### Goal of the exercise
Start at the top and transcribe every record through the final line exactly.

### Source material
· · · · · · ·

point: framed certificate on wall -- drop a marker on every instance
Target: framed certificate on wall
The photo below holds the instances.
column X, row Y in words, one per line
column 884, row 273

· · · · · · ·

### Worked solution
point: framed certificate on wall -- drop a marker on every instance
Target: framed certificate on wall
The photo below holds the instances.
column X, row Y in words, one per line
column 884, row 273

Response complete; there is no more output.